::: Texto apresentado :::
Nunca usarei de similhantes processos; nem a elles recorreria para chegar a qualquer logar que pretendesse, ainda que reconhecesse que só assim poderia obtel-o.
Á minha indole e á minha educação repugnam esses processos; mas se assim não fosse, eu teria de renunciar a elles pela consideração pessoal que dedico ao chefe do gabinete e ao illustre ministro das obras publicas.
A este conselheiro da corôa, meu amigo de tantos annos desde o tempo em que frequentámos a universidade, estou preso por uma distinctissima fineza, com que teve a bondade de obsequiar-me n'uma das occasiões mais dolorosas da minha vida, no meio de pungentissimas angustias. N'esse tempo o sr. Emygdio Navarro nem sequer pensava em ser ministro da corôa; mas já tinha revelado superiores merecimentos.
Essa, fineza, sr. ministro das obras publicas, sabe v. exa. que a tenho sempre em lembrança de sincera gratidão; e assim será lembrada por todas as pessoas da minha familia, pelas que eram já nascidas quando a recebi, como pelas que depois têem vindo a este mundo. O nome de v. exa., sr. ministro das obras publicas, é e será sempre muito estimado por todos nós.
Faço esta declaração com franco desassombro. Não me seduz a idéa de lisongear um ministro cheio de tantas esperanças, cuja influencia é notavel na governação publica.
O nome do illustre ministro está vinculado a um dos trabalhos que escrevi para o meu acto de conclusões magnas, em pagina de eterna saudade. Ali prestei ao leal e dedicado amigo de meu irmão as homenagens da minha gratidão: com a mesma sinceridade as presto hoje, sem que me deslumbre o brilha de posição elevada a que s. exa. subiu pelos seus incontestaveis merecimentos.
Ao sr. presidente do conselho devo a primeira fineza que recebi n'esta casa, uma das que mais me têem penhorado. Foi s. exa. de benevolencia honrosissima para mim, numa das primeiras occasiões em que fallei n'esta casa, quando se realisou uma celebre interpellação ácerca da administração do districto do Vianna. S. exa., que já tinha sido ministro e era um parlamentar por todos considerado em subida estima, deu-me a honra de responder-me com tão distincta consideração, que me prendeu para sempre. E essa benevolencia, sr. presidente, confirmou-a s. exa. ainda ha poucos mezes, prestando-se com a mais obsequiosa vontade a distinguir-me com uma subida fineza na minha carreira de professor.
:::
Pedido 1
Apresente como lista JSON de strings as linhas das entradas, desde o início das entradas até à linha que contém "[[[48,56],[39,150],[53,150],[65,33],[71,0],[51,0],[48,13]]]", inclusive, com uma string por linha e sem as linhas em branco. Deixe as imagens de fora da resposta.
::: Entradas desta tarefa :::
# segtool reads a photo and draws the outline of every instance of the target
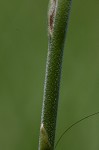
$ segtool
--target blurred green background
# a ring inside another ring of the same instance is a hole
[[[37,150],[47,55],[48,0],[0,0],[0,150]],[[56,141],[99,111],[99,1],[73,1],[64,50]],[[98,150],[99,116],[57,150]]]

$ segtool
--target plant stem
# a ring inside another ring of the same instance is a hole
[[[44,84],[39,150],[53,150],[65,33],[71,0],[50,0],[48,56]]]

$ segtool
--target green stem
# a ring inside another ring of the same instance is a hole
[[[48,56],[39,150],[53,150],[65,33],[71,0],[51,0],[48,13]]]

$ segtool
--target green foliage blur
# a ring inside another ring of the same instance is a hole
[[[47,55],[48,0],[0,0],[0,150],[37,150]],[[99,111],[99,1],[73,1],[64,50],[56,141]],[[57,150],[98,150],[99,116]]]

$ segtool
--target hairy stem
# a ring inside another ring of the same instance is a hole
[[[39,150],[53,150],[65,33],[71,0],[50,0],[48,55],[44,84]]]

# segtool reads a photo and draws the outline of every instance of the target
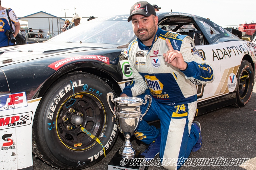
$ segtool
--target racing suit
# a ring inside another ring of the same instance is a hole
[[[9,15],[11,19],[11,22],[9,23],[9,20],[7,15],[7,9],[0,11],[0,47],[13,45],[14,43],[12,43],[9,41],[8,37],[5,35],[6,30],[11,29],[10,24],[12,24],[12,27],[14,31],[15,31],[15,26],[14,24],[19,22],[14,12],[11,9],[8,10]]]
[[[149,144],[161,134],[159,157],[174,161],[163,166],[176,169],[185,162],[182,158],[188,157],[199,136],[192,124],[197,106],[196,85],[213,81],[213,71],[190,37],[160,28],[155,36],[150,47],[138,38],[129,45],[128,59],[134,78],[121,94],[143,99],[146,94],[151,96],[151,105],[134,135]],[[185,70],[165,62],[163,54],[169,50],[166,38],[182,55],[187,64]],[[142,106],[142,113],[147,105]],[[158,119],[160,129],[146,122]]]

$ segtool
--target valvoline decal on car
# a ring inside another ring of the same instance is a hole
[[[61,67],[72,61],[83,60],[94,60],[101,61],[109,65],[109,58],[101,55],[83,55],[76,57],[64,58],[52,63],[48,67],[56,70],[59,70]]]

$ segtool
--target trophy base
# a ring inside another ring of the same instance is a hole
[[[144,156],[140,155],[140,151],[139,151],[135,150],[135,158],[144,158]],[[121,162],[121,160],[123,158],[122,158],[120,154],[119,154],[119,149],[116,153],[114,155],[112,159],[108,164],[108,170],[116,170],[117,169],[128,169],[129,170],[147,170],[149,166],[147,166],[143,165],[143,163],[140,164],[139,163],[136,164],[134,163],[135,161],[133,162],[131,164],[131,163],[132,162],[132,158],[129,159],[128,163],[126,164],[125,165],[123,165],[123,163],[126,163],[127,162],[124,161],[123,162]],[[128,160],[127,159],[127,160]],[[120,163],[122,165],[120,165]],[[122,163],[123,163],[122,164]],[[140,165],[140,164],[142,164]]]

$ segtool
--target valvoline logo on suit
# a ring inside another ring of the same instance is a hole
[[[228,78],[228,89],[230,92],[233,92],[236,89],[237,79],[236,76],[233,73],[230,74]]]

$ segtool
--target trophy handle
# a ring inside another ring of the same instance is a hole
[[[108,104],[109,105],[109,108],[110,108],[110,110],[111,111],[111,112],[113,113],[113,114],[114,114],[114,117],[115,117],[115,112],[111,108],[111,106],[110,106],[110,104],[109,103],[109,96],[111,97],[111,101],[112,101],[112,103],[114,103],[114,101],[113,100],[113,98],[114,97],[114,95],[113,94],[113,93],[110,92],[107,94],[107,101],[108,102]]]
[[[148,110],[148,109],[149,108],[149,107],[150,107],[150,105],[151,105],[151,102],[152,102],[152,98],[151,96],[149,95],[145,95],[144,98],[145,99],[145,102],[144,103],[142,103],[142,104],[144,105],[145,105],[147,103],[147,99],[148,99],[148,106],[147,108],[147,110],[146,110],[146,111],[145,112],[144,114],[143,115],[142,115],[141,117],[140,118],[140,121],[142,120],[142,118],[143,117],[143,116],[147,113],[147,112]]]

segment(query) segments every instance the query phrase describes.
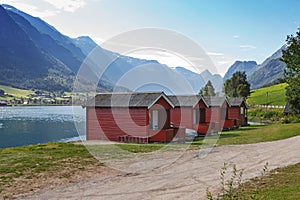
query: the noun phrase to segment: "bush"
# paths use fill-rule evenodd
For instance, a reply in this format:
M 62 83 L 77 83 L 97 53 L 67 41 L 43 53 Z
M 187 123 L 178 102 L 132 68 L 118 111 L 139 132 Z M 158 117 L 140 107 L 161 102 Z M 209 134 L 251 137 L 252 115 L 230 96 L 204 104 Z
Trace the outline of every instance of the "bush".
M 281 119 L 282 124 L 290 124 L 290 123 L 298 123 L 298 122 L 300 122 L 300 119 L 296 115 L 285 116 L 284 118 Z

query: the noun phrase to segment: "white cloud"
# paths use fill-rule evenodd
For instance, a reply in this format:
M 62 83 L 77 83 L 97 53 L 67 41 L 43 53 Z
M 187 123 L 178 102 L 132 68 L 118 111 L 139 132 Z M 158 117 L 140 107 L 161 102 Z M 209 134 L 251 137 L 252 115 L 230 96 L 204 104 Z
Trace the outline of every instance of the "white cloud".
:::
Pedido 2
Indique todos os adjetivos do texto apresentado que terminam em "-issima" ou "-issimas", com a grafia que lá têm.

Resposta correta 1
[
  "# segtool reads a photo and draws the outline of every instance of the target",
  "$ segtool",
  "--target blurred green background",
  "# a ring inside another ring of the same instance is a hole",
  "[[[37,150],[47,55],[48,0],[0,0],[0,150]],[[56,141],[99,111],[99,1],[73,1],[64,50]],[[98,150],[99,116],[57,150]]]",
  "$ segtool",
  "--target plant stem",
  "# a ring inside another ring of the same instance is a hole",
  "[[[44,84],[39,150],[53,150],[65,33],[71,0],[50,0],[48,56]]]",
  "$ segtool",
  "--target green stem",
  "# a ring inside another ring of the same instance is a hole",
  "[[[48,56],[39,150],[53,150],[65,33],[71,0],[51,0],[48,13]]]"
]

Resposta correta 2
distinctissima
pungentissimas
honrosissima